• SOURCE DOCUMENT:
Friday, March 8, 2019

CHE 17:22 (Vic) 


LAT 4:39 (Gareth) 


NYT 5:29 (Amy) 


Universal 6:33 (JimQ) 


David Steinberg’s New York Times crossword—Amy’s write-up

NY Times crossword solution, 3 8 19, no. 0308

This 68-worder has lots of fresh, new stuff, but also older stuff like a WINE FLASK (is that a thing anymore?) and ERENOW and, egad, AGUE. My solving time should be shorter, but I was distracted a bit while solving.

Newest fill: RAVE CULTURE, which I didn’t know was a thing. A rap DISS TRACK; are there DISS TRACKs in country music? SUGAR RUSH. “I JUST MIGHT…”

Eight things:

  • 28d. [Junípero ___, father of California history], SERRA. Gross. If you’re into the genocidal, enslaving part of California history, sure.
  • 38d. [Fancy restaurant fee], CORKAGE. Uh, “fancy” doesn’t belong in this clue. There are resolutely mid-range restaurants that charge a corkage fee for letting you drink the wine you bought elsewhere.
  • 56a. [Place where farm animals rootle], STY. Rootle is a great word. (Really just a variation on the sort of rooting that is snorfling in the ground with your snout.) I need to work that into my conversation more.
  • 21a. [Noted Chinese-American fashion designer], VERA WANG. I’m guessing she has no involvement in the design of the “Simply Vera Wang” line of clothes sold at Kohl’s, and has just licensed her fine name.
  • 23a. [Miscellaneous part?], SILENT C. I dispute that being a silent C. The S that precedes it is the silent letter. Actually, neither of them is, because it’s the presence of two consonants in a row that makes that first vowel the sound in “miss” rather than “mice.”

• LISTED ENTRIES:
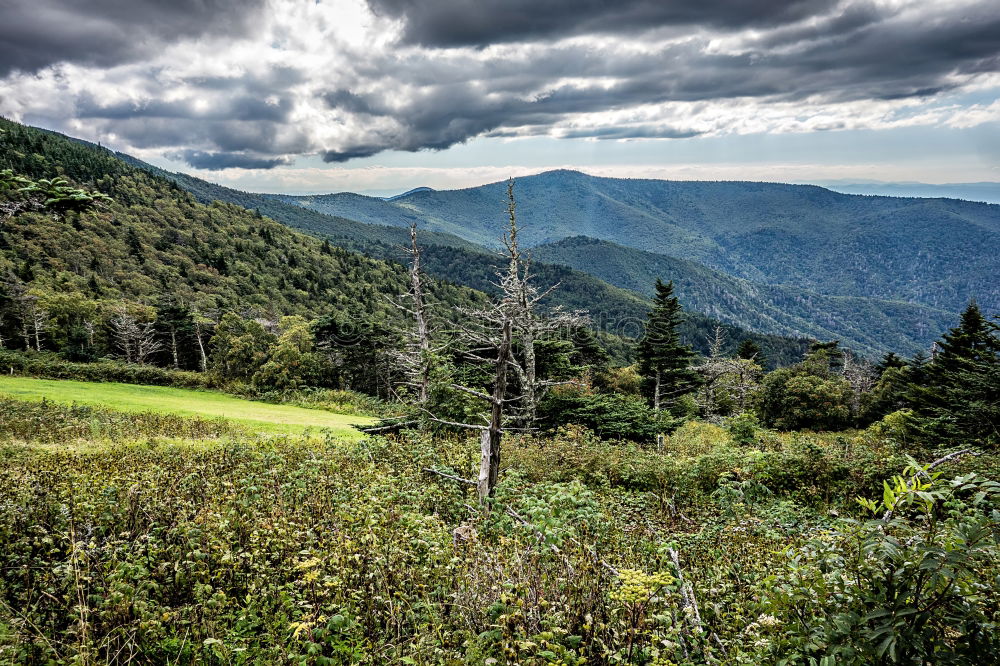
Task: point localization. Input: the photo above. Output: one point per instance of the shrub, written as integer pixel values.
(610, 416)
(50, 366)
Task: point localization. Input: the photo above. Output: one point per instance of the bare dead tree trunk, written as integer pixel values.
(420, 318)
(202, 359)
(656, 393)
(173, 346)
(489, 463)
(38, 322)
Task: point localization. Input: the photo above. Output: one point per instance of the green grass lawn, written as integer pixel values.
(206, 404)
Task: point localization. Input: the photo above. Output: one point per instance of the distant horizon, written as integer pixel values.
(387, 95)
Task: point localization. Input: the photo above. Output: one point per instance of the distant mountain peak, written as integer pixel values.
(407, 193)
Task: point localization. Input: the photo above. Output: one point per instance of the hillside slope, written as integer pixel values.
(868, 325)
(155, 240)
(615, 312)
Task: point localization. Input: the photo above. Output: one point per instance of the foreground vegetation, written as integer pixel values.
(687, 509)
(124, 547)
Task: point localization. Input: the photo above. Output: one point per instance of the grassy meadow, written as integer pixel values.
(258, 416)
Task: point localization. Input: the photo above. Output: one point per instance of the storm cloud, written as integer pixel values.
(221, 84)
(37, 33)
(484, 22)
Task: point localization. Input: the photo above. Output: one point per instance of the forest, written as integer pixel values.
(534, 488)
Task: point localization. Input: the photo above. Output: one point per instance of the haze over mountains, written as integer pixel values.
(879, 272)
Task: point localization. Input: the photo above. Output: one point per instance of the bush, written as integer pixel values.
(610, 416)
(50, 366)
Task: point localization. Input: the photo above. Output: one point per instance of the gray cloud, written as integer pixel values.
(858, 53)
(354, 102)
(37, 33)
(641, 132)
(213, 161)
(481, 22)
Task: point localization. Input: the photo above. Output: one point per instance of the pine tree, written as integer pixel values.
(751, 351)
(956, 397)
(663, 361)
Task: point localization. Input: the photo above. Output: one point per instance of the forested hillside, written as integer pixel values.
(615, 312)
(153, 242)
(869, 326)
(880, 273)
(936, 252)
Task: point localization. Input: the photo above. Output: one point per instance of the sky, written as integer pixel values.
(379, 96)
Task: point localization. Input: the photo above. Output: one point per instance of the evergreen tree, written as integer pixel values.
(889, 361)
(751, 351)
(664, 362)
(956, 397)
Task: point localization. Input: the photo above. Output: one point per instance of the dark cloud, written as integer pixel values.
(481, 22)
(214, 161)
(406, 97)
(197, 106)
(37, 33)
(858, 53)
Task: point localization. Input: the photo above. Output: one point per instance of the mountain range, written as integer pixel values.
(880, 273)
(786, 261)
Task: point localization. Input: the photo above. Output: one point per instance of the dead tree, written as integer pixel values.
(201, 322)
(416, 357)
(724, 378)
(861, 377)
(489, 335)
(39, 322)
(135, 340)
(530, 323)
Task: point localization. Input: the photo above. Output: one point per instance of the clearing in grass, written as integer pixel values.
(185, 402)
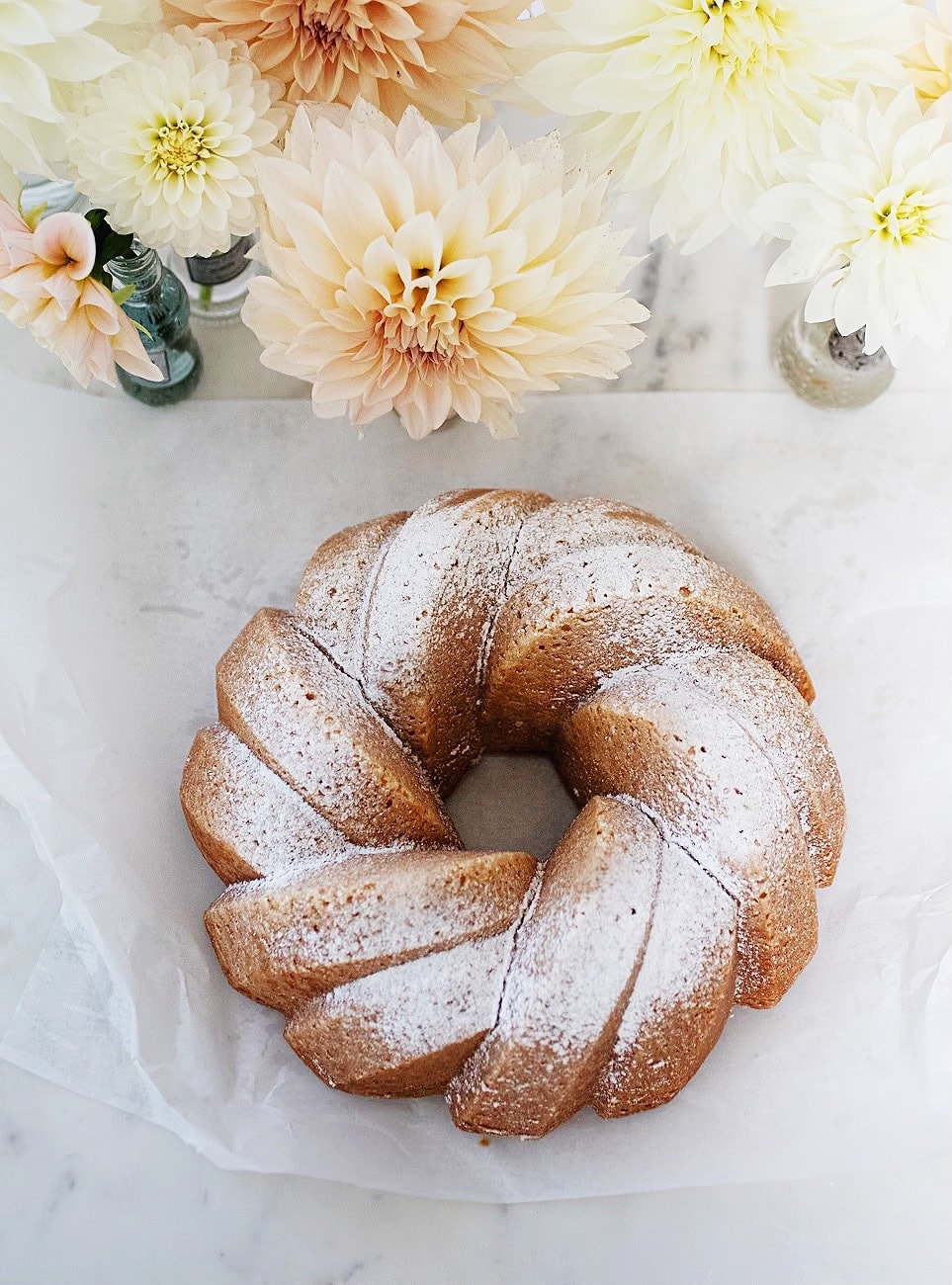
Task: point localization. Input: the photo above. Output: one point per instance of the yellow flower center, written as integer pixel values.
(180, 148)
(738, 35)
(901, 219)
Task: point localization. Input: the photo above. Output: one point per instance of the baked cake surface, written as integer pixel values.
(677, 712)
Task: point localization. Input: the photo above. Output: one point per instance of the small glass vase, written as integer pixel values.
(217, 284)
(826, 368)
(159, 304)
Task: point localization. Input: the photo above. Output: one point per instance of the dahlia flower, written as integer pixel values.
(47, 47)
(167, 141)
(429, 277)
(434, 54)
(929, 60)
(45, 286)
(693, 99)
(869, 218)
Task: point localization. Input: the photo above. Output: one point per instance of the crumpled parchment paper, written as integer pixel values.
(135, 544)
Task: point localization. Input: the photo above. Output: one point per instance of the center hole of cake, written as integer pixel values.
(511, 804)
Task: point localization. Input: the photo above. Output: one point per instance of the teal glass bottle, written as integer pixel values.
(159, 304)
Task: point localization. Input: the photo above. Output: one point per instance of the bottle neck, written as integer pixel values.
(141, 269)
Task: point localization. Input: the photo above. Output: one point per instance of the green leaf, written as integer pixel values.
(110, 244)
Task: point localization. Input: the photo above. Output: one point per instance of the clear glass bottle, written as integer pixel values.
(826, 368)
(159, 304)
(217, 284)
(51, 196)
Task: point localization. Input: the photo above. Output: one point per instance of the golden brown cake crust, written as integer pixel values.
(677, 712)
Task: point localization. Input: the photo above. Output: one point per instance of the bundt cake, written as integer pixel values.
(677, 714)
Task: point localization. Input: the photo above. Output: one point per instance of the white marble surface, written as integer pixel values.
(711, 328)
(91, 1194)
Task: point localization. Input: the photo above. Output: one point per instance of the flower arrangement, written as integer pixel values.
(431, 275)
(52, 281)
(867, 211)
(437, 274)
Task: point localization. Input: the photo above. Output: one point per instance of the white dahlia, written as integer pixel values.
(691, 101)
(929, 59)
(869, 217)
(47, 49)
(436, 54)
(167, 141)
(427, 275)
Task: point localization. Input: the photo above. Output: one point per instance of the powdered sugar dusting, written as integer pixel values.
(488, 612)
(440, 582)
(337, 585)
(454, 998)
(591, 919)
(231, 796)
(686, 759)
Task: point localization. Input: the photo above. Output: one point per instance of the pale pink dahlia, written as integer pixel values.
(45, 286)
(427, 275)
(436, 54)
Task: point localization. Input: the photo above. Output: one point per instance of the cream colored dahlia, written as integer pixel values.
(691, 101)
(429, 277)
(45, 286)
(869, 217)
(47, 49)
(929, 59)
(167, 141)
(436, 54)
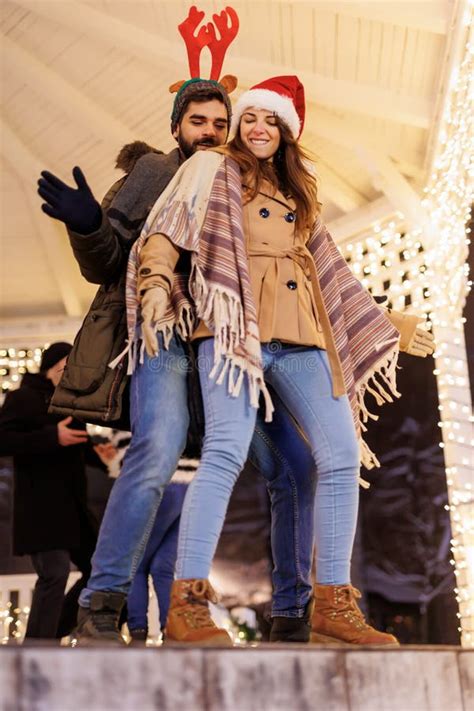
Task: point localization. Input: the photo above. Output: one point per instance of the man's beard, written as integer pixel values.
(188, 149)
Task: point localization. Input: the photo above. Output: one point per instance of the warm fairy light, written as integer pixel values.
(14, 363)
(428, 273)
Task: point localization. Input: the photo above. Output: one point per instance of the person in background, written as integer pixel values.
(160, 553)
(51, 522)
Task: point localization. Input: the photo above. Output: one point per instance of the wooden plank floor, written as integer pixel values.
(265, 678)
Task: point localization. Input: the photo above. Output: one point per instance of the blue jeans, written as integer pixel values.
(160, 420)
(159, 386)
(301, 376)
(283, 458)
(158, 560)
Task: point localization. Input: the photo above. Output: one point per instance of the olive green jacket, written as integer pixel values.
(89, 389)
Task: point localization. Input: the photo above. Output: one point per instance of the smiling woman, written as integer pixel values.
(273, 304)
(260, 133)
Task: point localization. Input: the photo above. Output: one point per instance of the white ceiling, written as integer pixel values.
(79, 79)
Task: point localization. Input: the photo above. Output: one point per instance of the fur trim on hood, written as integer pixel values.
(130, 153)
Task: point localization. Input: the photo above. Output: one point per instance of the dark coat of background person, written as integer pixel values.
(50, 481)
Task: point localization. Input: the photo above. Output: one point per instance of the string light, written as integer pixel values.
(428, 274)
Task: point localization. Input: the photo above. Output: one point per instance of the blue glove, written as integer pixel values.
(77, 208)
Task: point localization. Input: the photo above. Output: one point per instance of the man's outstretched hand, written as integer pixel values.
(76, 207)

• TASK SET:
a – Answer these questions from the crossword write-up, each on its own line:
(i) What time is listed for the LAT puzzle, and who solved it?
(ii) How many words does the New York Times puzzle have?
(iii) What clue is given for STY?
b – Summarize the crossword write-up in two sentences.
c – Write out the crossword write-up from "David Steinberg’s New" up to and including "you bought elsewhere.".

• RESULTS OF THE EXERCISE:
a –
(i) 4:39, by Gareth
(ii) 68
(iii) [Place where farm animals rootle]

b – The write-up on David Steinberg's New York Times crossword for March 8, 2019, calls the 68-worder full of fresh entries like RAVE CULTURE, DISS TRACK and SUGAR RUSH, alongside older fill such as WINE FLASK, ERENOW and AGUE. It also takes issue with several clues, saying "fancy" doesn't belong in the CORKAGE clue and disputing that "miscellaneous" contains a silent C.

c –
David Steinberg’s New York Times crossword—Amy’s write-up

NY Times crossword solution, 3 8 19, no. 0308

This 68-worder has lots of fresh, new stuff, but also older stuff like a WINE FLASK (is that a thing anymore?) and ERENOW and, egad, AGUE. My solving time should be shorter, but I was distracted a bit while solving.

Newest fill: RAVE CULTURE, which I didn’t know was a thing. A rap DISS TRACK; are there DISS TRACKs in country music? SUGAR RUSH. “I JUST MIGHT…”

Eight things:

  • 28d. [Junípero ___, father of California history], SERRA. Gross. If you’re into the genocidal, enslaving part of California history, sure.
  • 38d. [Fancy restaurant fee], CORKAGE. Uh, “fancy” doesn’t belong in this clue. There are resolutely mid-range restaurants that charge a corkage fee for letting you drink the wine you bought elsewhere.